(Dataset records)
┄┄┄┄┄┄┄┄┄┄┄┄┄┄┄┄┄┄┄┄
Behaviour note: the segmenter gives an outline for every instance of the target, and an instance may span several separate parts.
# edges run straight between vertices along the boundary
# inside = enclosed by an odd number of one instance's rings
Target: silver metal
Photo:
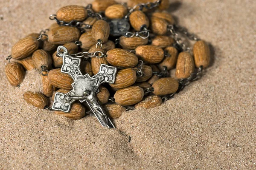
┄┄┄┄┄┄┄┄┄┄┄┄┄┄┄┄┄┄┄┄
What is being asked: Set each line of the entries above into a numbered list. Skip blank lines and leave the pictures out.

Solution to this problem:
1. Behaviour note: the segmenter gives an outline for every instance of the target, and an instance may span several separate parts.
2. # edges run straight between vertices along the boundary
3. # inside = enclosed by an odd number of one instance's rings
4. Target: silver metal
5. Photo:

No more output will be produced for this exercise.